::: READING TEXT

# # 02 — Data Processing & Feature Engineering (Early Default Modeling Dataset)
#
# **Objective**
# Build a clean, modeling-ready dataset to predict **early default** for unsecured consumer loans.
#
# **Key outputs**
# - Target variable: `early_default` (Charged Off within 6 months)
# - Modeling population: loans observable for at least 6 months OR early-defaulted within 6 months
# - Feature set: origination-time variables only (to avoid leakage)
# - Encoded dataset saved to: `data/processed/early_default_modeling_dataset.csv`
#
# **Why this notebook exists**
# This notebook freezes the dataset and target definition. Modeling (Logistic/XGBoost, thresholds, metrics)
# is done in a separate notebook (03) for reproducibility and auditability.


In [1]:
import pandas as pd 
import numpy as np 

# ## 1) Load Raw Data
# We load the LendingClub loan-level dataset (Kaggle version). Note: `id` and `member_id` can be fully null
# in some Kaggle mirrors due to anonymization. For this capstone, we model at the **loan level**, so unique IDs
# are not required.

df = pd.read_csv (
    "../data/raw/lendingclub/loan.csv",
    low_memory=False
)

# 2) Quick Column Scan (EDA Support)
# This scan identifies columns related to delinquency, payment behavior, and time-since variables.
# We use this mainly to confirm what exists in the raw dataset and to flag potential leakage variables.
# (This is informational only; we do not use post-origination variables as predictors in the final model.)


In [2]:
[col for col in df.columns if 
    'delinq' in col.lower() or 
    'dpd' in col.lower() or 
    'late' in col.lower() or 
    'pymnt' in col.lower() or 
    'mths' in col.lower() or 
    'num_tl' in col.lower()
]

['pymnt_plan',
 'delinq_2yrs',
 'inq_last_6mths',
 'mths_since_last_delinq',
 'mths_since_last_record',
 'total_pymnt',
 'total_pymnt_inv',
 'total_rec_late_fee',
 'last_pymnt_d',
 'last_pymnt_amnt',
 'next_pymnt_d',
 'collections_12_mths_ex_med',
 'mths_since_last_major_derog',
 'acc_now_delinq',
 'mths_since_rcnt_il',
 'acc_open_past_24mths',
 'chargeoff_within_12_mths',
 'delinq_amnt',
 'mths_since_recent_bc',
 'mths_since_recent_bc_dlq',
 'mths_since_recent_inq',
 'mths_since_recent_revol_delinq',
 'num_tl_120dpd_2m',
 'num_tl_30dpd',
 'num_tl_90g_dpd_24m',
 'num_tl_op_past_12m',
 'sec_app_inq_last_6mths',
 'sec_app_chargeoff_within_12_mths',
 'sec_app_collections_12_mths_ex_med',
 'sec_app_mths_since_last_major_derog',
 'hardship_dpd']

## 3) Inspect Loan Status Distribution
# `loan_status` is used only to define the target label. It must **not** be used as a predictor
# (it contains outcome information).

::::::

* _LIST OF TASKS_
[a] Answer these questions using the data processing notebook:
(i) How is the target variable `early_default` defined?
(ii) From what file path is the raw data read?
(iii) In which notebook is the modeling done?
[b] In the data processing notebook, shorten the paragraph that begins "We load the LendingClub loan-level dataset" while keeping its main facts.
[c] Transcribe the data processing notebook from "df = pd.read_csv" up to and including "potential leakage variables.".
The material placed after this notebook is not needed for any of this work.

::: DATA EXTRACT

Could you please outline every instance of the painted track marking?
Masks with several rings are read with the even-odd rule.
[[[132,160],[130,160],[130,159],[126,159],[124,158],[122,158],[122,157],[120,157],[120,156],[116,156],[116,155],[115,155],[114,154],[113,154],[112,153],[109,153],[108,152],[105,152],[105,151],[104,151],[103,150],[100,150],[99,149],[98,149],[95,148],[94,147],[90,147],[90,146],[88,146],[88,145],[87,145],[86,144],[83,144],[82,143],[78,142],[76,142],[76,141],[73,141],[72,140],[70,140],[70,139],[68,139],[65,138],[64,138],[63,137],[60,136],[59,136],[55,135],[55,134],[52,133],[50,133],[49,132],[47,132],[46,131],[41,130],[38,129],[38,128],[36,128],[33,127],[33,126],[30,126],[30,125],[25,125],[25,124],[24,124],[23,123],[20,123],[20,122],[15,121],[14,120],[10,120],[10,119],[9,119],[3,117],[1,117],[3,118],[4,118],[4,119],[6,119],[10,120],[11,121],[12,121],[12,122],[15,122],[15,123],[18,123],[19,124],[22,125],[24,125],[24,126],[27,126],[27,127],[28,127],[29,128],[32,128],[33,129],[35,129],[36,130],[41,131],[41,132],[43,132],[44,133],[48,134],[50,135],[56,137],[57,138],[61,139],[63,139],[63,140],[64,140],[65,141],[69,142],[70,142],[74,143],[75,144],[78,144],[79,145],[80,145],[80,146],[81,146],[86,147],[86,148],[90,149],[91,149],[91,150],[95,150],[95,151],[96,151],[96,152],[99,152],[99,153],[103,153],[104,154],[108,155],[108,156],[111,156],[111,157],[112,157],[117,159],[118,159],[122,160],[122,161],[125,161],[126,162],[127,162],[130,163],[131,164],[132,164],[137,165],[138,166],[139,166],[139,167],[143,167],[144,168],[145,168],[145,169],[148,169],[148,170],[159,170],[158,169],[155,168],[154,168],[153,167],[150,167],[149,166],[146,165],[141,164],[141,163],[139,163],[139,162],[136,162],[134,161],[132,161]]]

::::::

* _SOLUTIONS TO THE EXERCISE_
[a]
(i) Charged Off within 6 months.
(ii) "../data/raw/lendingclub/loan.csv"
(iii) In a separate notebook, 03.

[b] The LendingClub loan-level dataset (Kaggle version) is loaded. Since the model works at the loan level, unique IDs are not needed, which matters because `id` and `member_id` can be fully null in some Kaggle mirrors due to anonymization.

[c]
df = pd.read_csv (
    "../data/raw/lendingclub/loan.csv",
    low_memory=False
)

# 2) Quick Column Scan (EDA Support)
# This scan identifies columns related to delinquency, payment behavior, and time-since variables.
# We use this mainly to confirm what exists in the raw dataset and to flag potential leakage variables.